§ **Tarefas propostas**
1. Segundo o texto sobre a meia-entrada, qual instituição deverá fabricar as carteirinhas estudantis?
2. No texto sobre a meia-entrada, reescreva de forma mais concisa o parágrafo iniciado por "Daniel Iliescu, presidente da UNE", mantendo os fatos principais.
3. Escreva a continuação do texto sobre a meia-entrada a partir da última frase apresentada.

§ **Texto fornecido**
━━━━━━━━━━
Além da cota de 40%, o projeto, que tramita em caráter de urgência, traz outras duas novidades. Devolve às entidades estudantis – UNE, Ubes e DCEs, entre outras – a exclusividade na emissão das carteirinhas e estabelece que elas sejam fabricadas pela Casa da Moeda, com uma tecnologia que visa a reduzir falsificações.
Daniel Iliescu, presidente da UNE, reconhece que a cota consiste numa restrição ao que existe hoje em dia na maior parte do país, mas conta que a entidade resolveu aceitá-la para que o direito de desconto volte a ser aplicado de forma real – e não mais com a chamada falsa meia-entrada (quando o mercado dobra o preço dos ingressos para arrecadar o valor real com a venda de meias-entradas).
“Nas reuniões que fizemos com a indústria, eles nos mostraram que até 2001, quando o então presidente Fernando Henrique Cardoso tirou das entidades estudantis a exclusividade na emissão das carteirinhas, o uso da meia-entrada rondava 28% das bilheterias. Depois disso, passou para 78%. Os 40% fixados pelo projeto devem dar conta da necessidade real. Então decidimos reefetivar primeiro o desconto, que hoje não funciona de verdade, para depois, se necessário, lutar por um aumento dessa porcentagem.”
Queda de preços à vista?
O objetivo da UNE é conseguir baratear o preço dos ingressos. Alguns produtores culturais, que nos últimos meses penaram para lotar espetáculos por conta dos ingressos caros, já concordam que é necessário rever valores.
“Hoje, estipulo o preço de maneira simples: calculo de quanto vou precisar e multiplico por dois. Com a cota (de 40% para meia-entrada), vou multiplicar por 1,4, ou algo do tipo”, antecipa Ganem. “Para os produtores, é interessante ter preço menor. As pessoas não estão mais pagando por ingressos caros. Vide Lady Gaga e Madonna (que tiveram ingressos encalhados).”
“Ninguém quer dar um tiro no pé”, ecoa Barata. “Temos que baixar os preços para renovar as plateias. Tenho certeza de que a regulamentação vai se refletir nos valores dos ingressos.”
No setor cinematográfico, o projeto de lei também encontra apoio.
“Ainda que não atenda totalmente às demandas da Federação Nacional das Empresas Exibidoras Cinematográficas (Feneec), o projeto ao menos oferece soluções para questões imediatas, como a regularização na emissão das carteiras”,destaca Paulo Celso Lui, presidente da federação. “O projeto é positivo. Tende a colocar ordem no atual panorama.”
━━━━━━━━━━
§ **Dados fornecidos**
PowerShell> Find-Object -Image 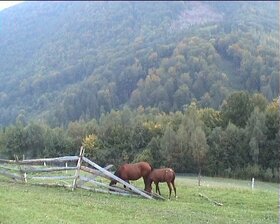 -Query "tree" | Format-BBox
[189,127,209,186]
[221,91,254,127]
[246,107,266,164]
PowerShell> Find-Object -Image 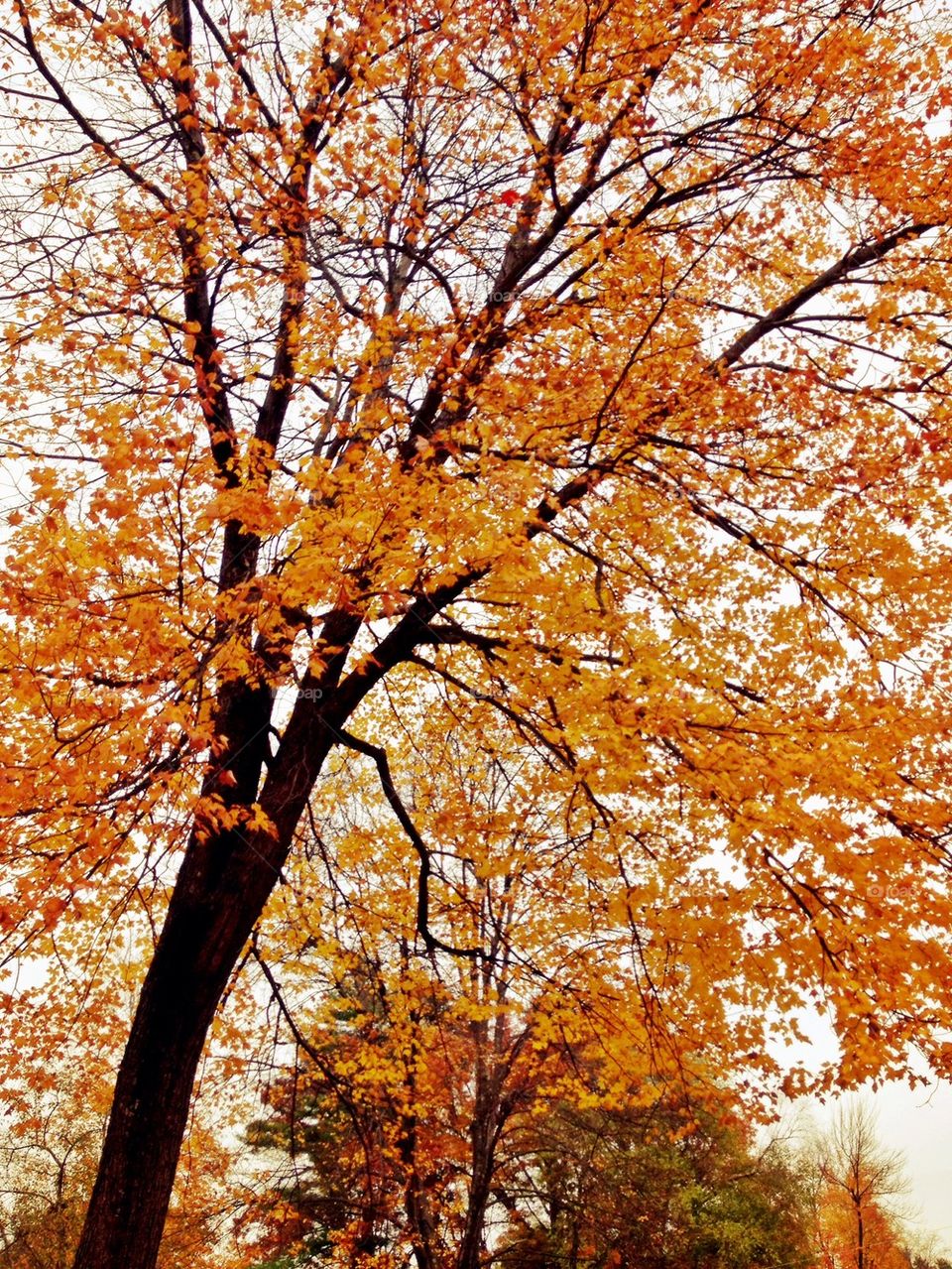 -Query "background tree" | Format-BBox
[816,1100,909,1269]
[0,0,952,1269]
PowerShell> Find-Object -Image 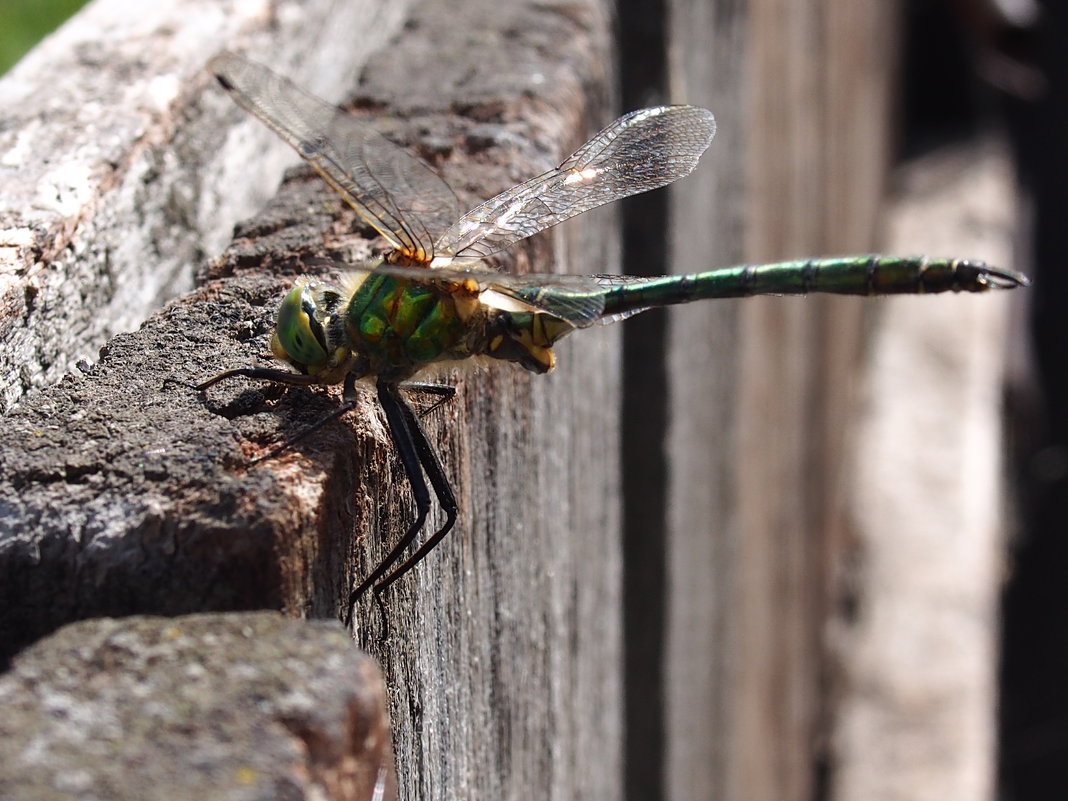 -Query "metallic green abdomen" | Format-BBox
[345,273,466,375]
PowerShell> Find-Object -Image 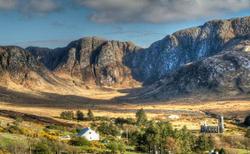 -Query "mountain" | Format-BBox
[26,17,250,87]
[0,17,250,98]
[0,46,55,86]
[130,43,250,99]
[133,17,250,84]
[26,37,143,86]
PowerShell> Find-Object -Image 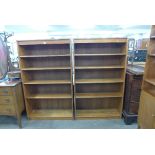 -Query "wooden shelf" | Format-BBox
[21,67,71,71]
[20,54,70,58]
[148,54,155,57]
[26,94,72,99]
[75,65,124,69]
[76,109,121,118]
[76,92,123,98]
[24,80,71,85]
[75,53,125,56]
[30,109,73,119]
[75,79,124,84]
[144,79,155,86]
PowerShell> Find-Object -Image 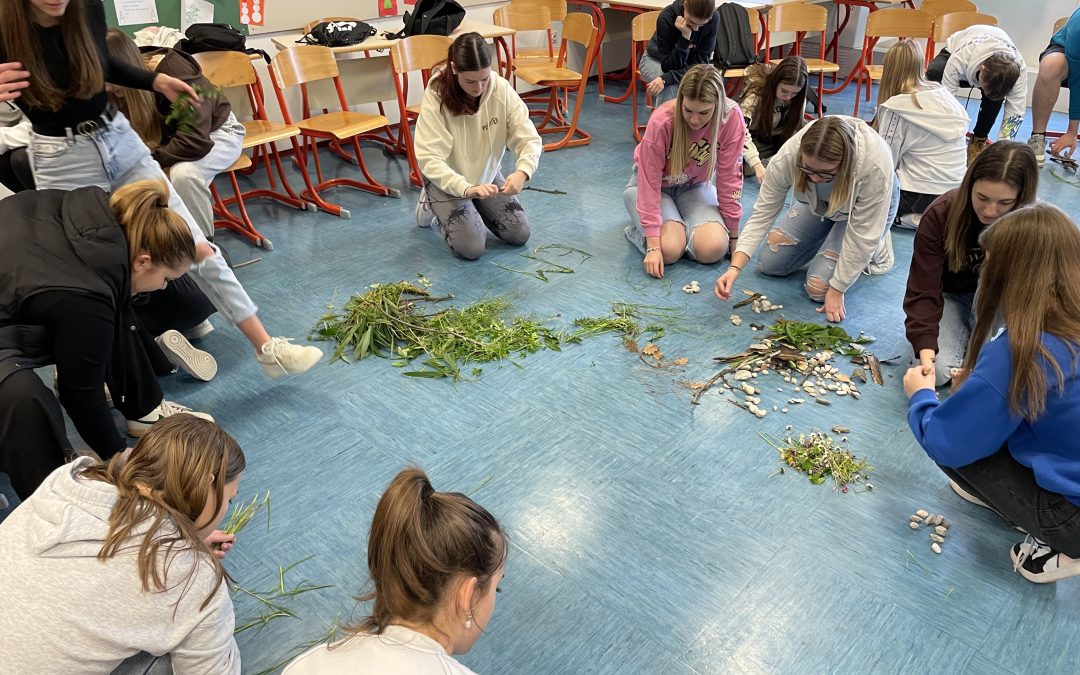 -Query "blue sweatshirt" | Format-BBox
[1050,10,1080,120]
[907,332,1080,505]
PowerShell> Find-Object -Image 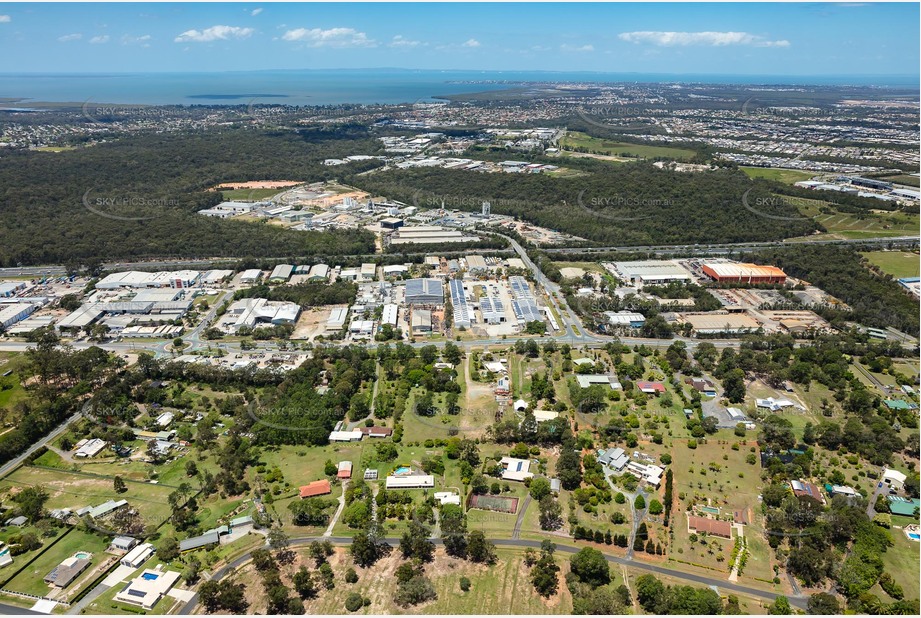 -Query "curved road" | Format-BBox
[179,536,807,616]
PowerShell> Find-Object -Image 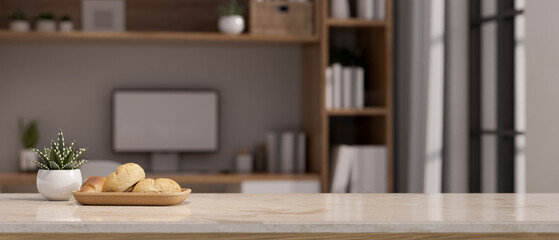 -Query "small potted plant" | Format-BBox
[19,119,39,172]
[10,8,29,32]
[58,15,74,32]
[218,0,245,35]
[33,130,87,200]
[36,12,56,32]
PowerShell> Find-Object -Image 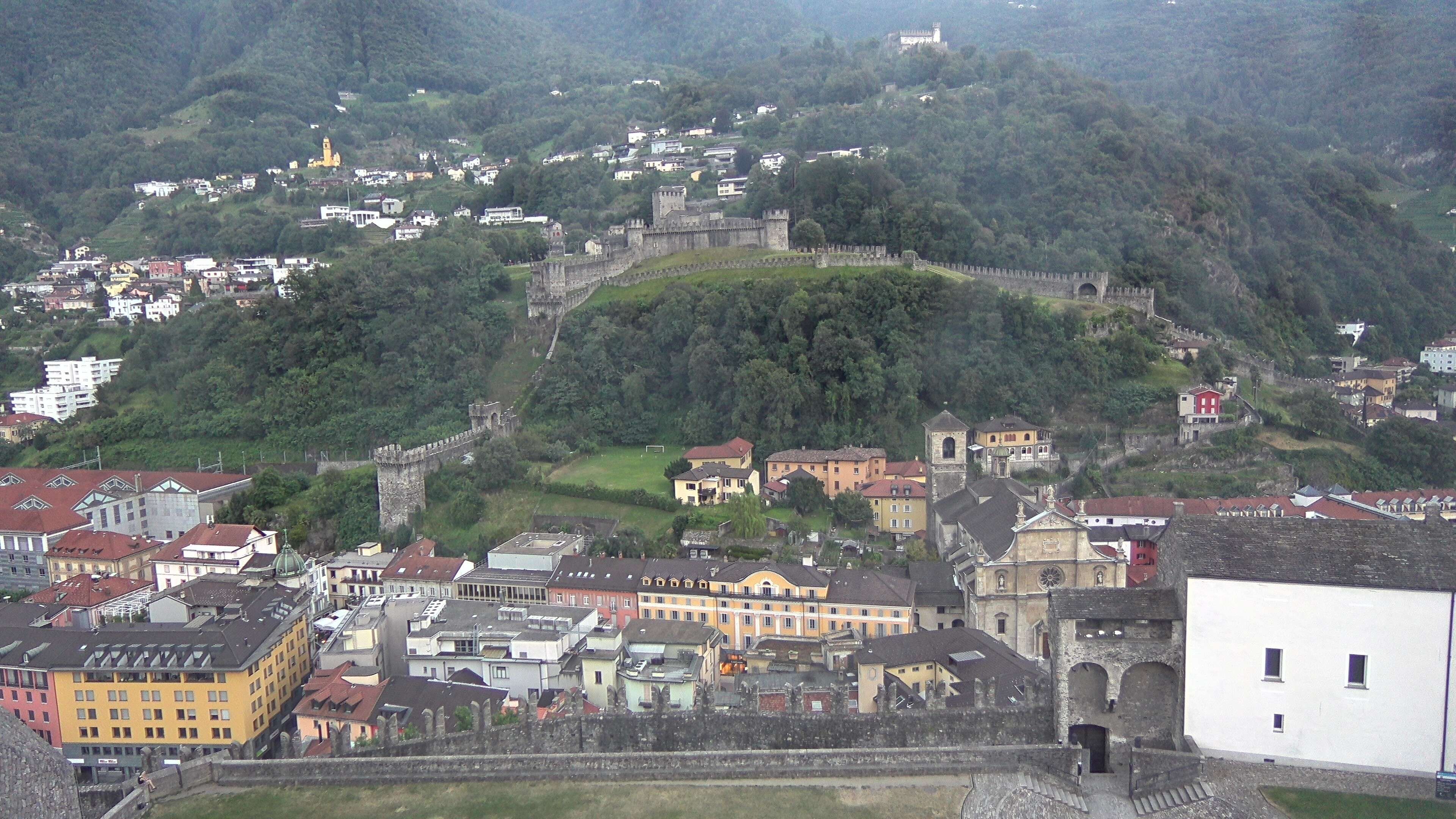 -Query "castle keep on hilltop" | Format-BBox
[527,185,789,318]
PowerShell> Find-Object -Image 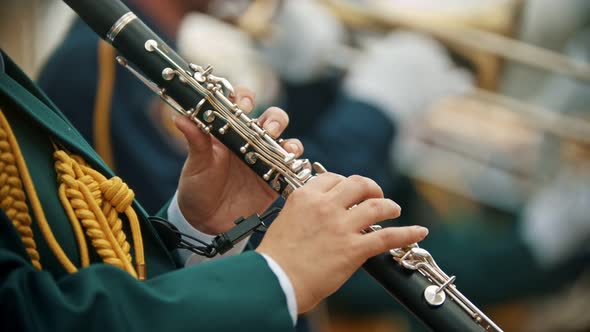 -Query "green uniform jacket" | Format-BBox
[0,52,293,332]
━━━━━━━━━━
§ **Respostas às tarefas**
1. A Casa da Moeda.

2. Daniel Iliescu, presidente da UNE, admite que a cota restringe o que vigora hoje na maior parte do país. Mesmo assim, a entidade a aceitou para que o desconto volte a valer de fato e acabe a falsa meia-entrada, prática em que o mercado dobra o preço dos ingressos para compensar a venda de meias.

3.
Devido ao acordo entre os envolvidos, a deputada federal Jandira Feghali (PCdoB-RJ), presidente da Frente Parlamentar de Cultura, acredita que a lei nacional estará pronta já em meados do ano que vem:
“O projeto ainda retornará ao Senado porque foi modificado na Câmara. Mas, como há consenso e as mudanças foram pequenas, passará rápido tanto na CCJ quanto no Senado. A lei deve ser sancionada no primeiro semestre de 2013.”
No que diz respeito à fiscalização do benefício, o projeto entra em terreno arenoso. Estabelece que a tarefa “caberá aos órgãos públicos competentes federais, estaduais e municipais” e que eles poderão aplicar sanções administrativas e penais.
“O Estatuto da Juventude já obriga bilheterias a mostrar quantas meias-entradas foram postas à venda e quantas foram vendidas. Queremos levar isso para à nova lei nacional”, diz Iliescu, da UNE.
Uma vez aprovada, a lei terá valor em todo o Brasil, até onde já há regulamentações locais sobre o assunto, caso de Rio, São Paulo, Porto Alegre e Fortaleza. Diante da convivência de duas leis, especialistas preveem um acalorado debate. Caberá ao Judiciário decidir qual lei prevalecerá.
Coexistência de leis pode gerar polêmica
Juristas que acompanham o debate sobre o projeto de lei 4.571 alertam para um futuro de polêmica no que diz respeito à meia-entrada. Em estados e municípios que já têm regulamentação, o Judiciário deverá dizer qual lei prevalecerá: a local ou a federal.
No Rio de Janeiro e em São Paulo, por exemplo, todos os estudantes têm direito ao benefício, independentemente do número de ingressos postos à venda. Se o projeto for aprovado como está, a lei nacional restringirá esse direito a 40% das entradas. Logo, seria possível que um estudante quisesse, mas não conseguisse efetivar o direito que lhe é garantido no âmbito estadual.
Segundo a consultora jurídica do Procon-RJ Maria Rachel Coelho, a coexistência de leis deve gerar uma “confusão jurídica nacional”, abrindo precedentes para uma possível disputa de liminares. No Rio, portanto, a lei nacional favoreceria os produtores. E a lei estadual, os idosos e estudantes.
“Na questão da meia-entrada, a competência para legislar é concorrente, ou seja, cabe à União a edição de normas gerais e aos estados e ao Distrito Federal a elaboração de normas suplementares”, explica a consultora jurídica. “A lei federal teria valor em todo o território, mas há uma jurisprudência no Supremo Tribunal Federal (STF) que data de 2006 e que entende como legítimo e constitucional o benefício da meia-entrada concedido por leis locais.”
Para Guilherme Peres, subprocurador-geral da OAB-RJ, até que o Judiciário decida qual lei é efetiva num local onde duas coexistam, é possível que haja um “momento de incerteza”.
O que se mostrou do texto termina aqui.